- **READING PASSAGE**
□ □ □

Preliminary
note: The following is a draft of a working document, posted here in order
to become an object of discussion, re-thinking, and revision. Even beyond
that, it is the work of only one member of the discussion, in no way ratified
by the Outcomes group as a whole or any official organization. We strongly
discourage any use or attribution of the following language that does not
take great care to represent it accurately.
KEITH RHODES'S "STUDENT VERSION" OF THE OUTCOMES STATEMENT
Here's what I get when I think of explaining outcomes to my students.
Here is what we think students should know when they get out of first-year
composition. None of this is easy to do, and it goes to waste unless students
keep getting help with these things all through college. Still, first-year
college composition needs to get the ball rolling by doing this much,
at least.
- Students should know what writing is and how to do it well. Thus,
they need to learn
- about language, because it is slippery stuff
- how to write differently for different readers
- how to write for success, not just for show
- how to find the right forms for what they write
- Students should know how writing works with reading and thinking.

□ □ □

- **STORED RECORDS**
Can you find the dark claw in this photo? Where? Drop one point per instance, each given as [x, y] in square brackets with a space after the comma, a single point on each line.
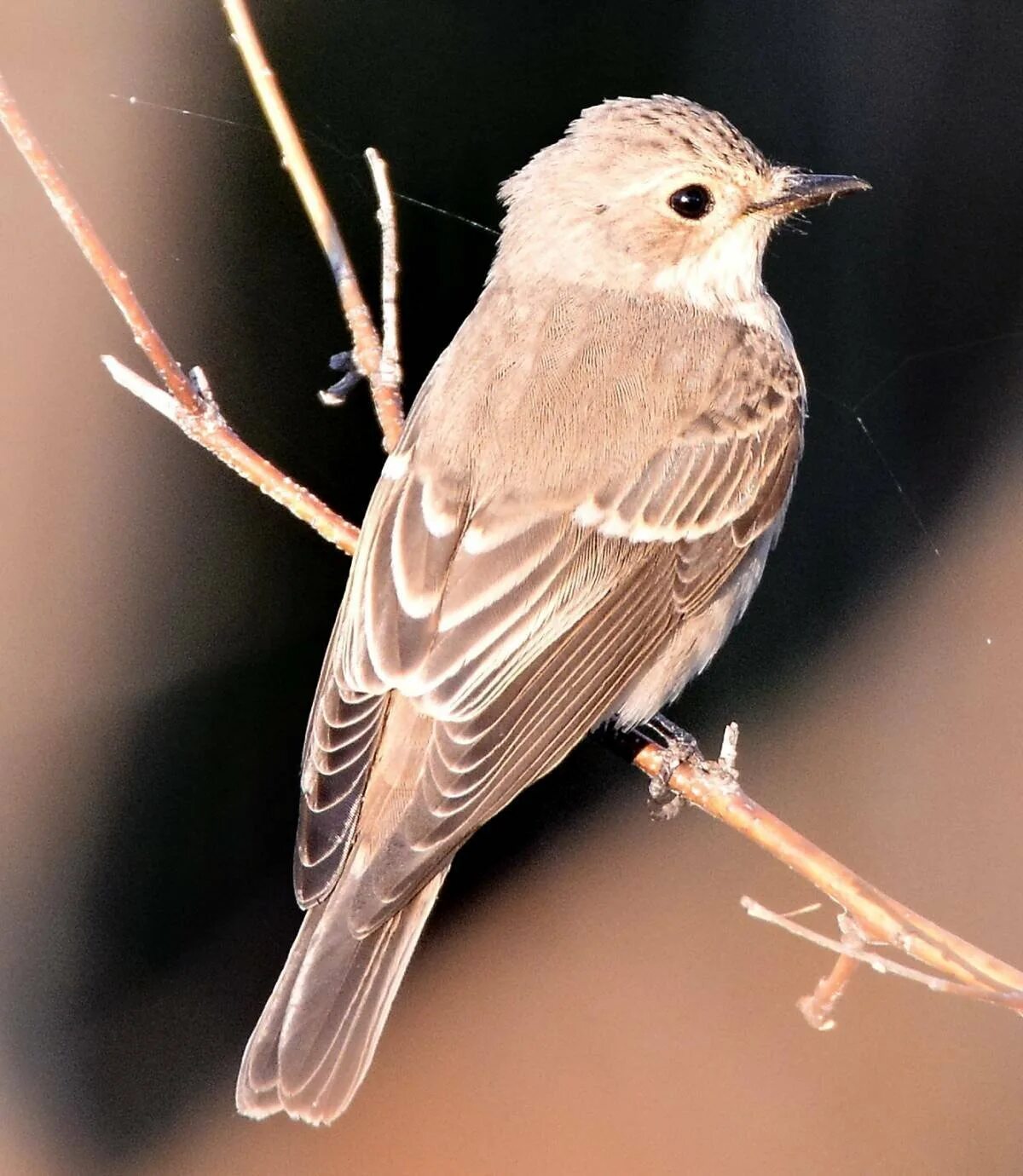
[337, 393]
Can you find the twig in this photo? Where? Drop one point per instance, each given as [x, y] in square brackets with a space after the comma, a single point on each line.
[384, 384]
[210, 429]
[95, 253]
[387, 395]
[882, 919]
[712, 787]
[188, 404]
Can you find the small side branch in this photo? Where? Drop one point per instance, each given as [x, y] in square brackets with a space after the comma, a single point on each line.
[208, 429]
[387, 393]
[870, 916]
[381, 371]
[877, 919]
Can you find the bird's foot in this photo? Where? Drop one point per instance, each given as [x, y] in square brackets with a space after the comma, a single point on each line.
[338, 392]
[678, 747]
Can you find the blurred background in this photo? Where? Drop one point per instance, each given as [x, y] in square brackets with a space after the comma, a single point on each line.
[588, 997]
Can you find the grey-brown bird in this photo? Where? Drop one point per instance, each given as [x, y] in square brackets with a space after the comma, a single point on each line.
[577, 513]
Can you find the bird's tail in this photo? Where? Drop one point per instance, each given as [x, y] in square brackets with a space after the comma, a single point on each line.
[318, 1034]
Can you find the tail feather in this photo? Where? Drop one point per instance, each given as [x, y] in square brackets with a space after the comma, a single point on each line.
[319, 1030]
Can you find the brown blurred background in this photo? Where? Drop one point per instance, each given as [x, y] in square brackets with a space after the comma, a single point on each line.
[589, 997]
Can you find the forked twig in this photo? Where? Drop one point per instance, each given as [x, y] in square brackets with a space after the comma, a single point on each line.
[880, 919]
[188, 402]
[713, 787]
[384, 380]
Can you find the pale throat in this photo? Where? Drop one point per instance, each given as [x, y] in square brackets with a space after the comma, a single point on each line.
[725, 279]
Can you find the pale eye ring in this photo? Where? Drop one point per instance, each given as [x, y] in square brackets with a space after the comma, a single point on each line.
[693, 203]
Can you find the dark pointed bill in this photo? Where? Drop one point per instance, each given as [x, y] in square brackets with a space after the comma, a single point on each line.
[806, 189]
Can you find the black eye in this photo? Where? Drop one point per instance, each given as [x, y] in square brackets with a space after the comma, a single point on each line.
[693, 201]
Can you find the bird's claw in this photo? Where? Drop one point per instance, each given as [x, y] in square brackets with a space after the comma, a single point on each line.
[338, 392]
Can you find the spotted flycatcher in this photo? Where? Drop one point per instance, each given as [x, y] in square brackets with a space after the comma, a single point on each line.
[577, 513]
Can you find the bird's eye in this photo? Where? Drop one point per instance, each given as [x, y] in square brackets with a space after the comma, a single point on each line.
[694, 201]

□ □ □

- **EXERCISE TASKS**
a - According to the outcomes statement, why do students need to learn about language?
b - Please return the outcomes statement from "Here is what" up to and including "reading and thinking.".
The listing isn't needed here.

- **RESULTS OF THE EXERCISE**
a - Because it is slippery stuff.

b -
Here is what we think students should know when they get out of first-year
composition. None of this is easy to do, and it goes to waste unless students
keep getting help with these things all through college. Still, first-year
college composition needs to get the ball rolling by doing this much,
at least.
- Students should know what writing is and how to do it well. Thus,
they need to learn
- about language, because it is slippery stuff
- how to write differently for different readers
- how to write for success, not just for show
- how to find the right forms for what they write
- Students should know how writing works with reading and thinking.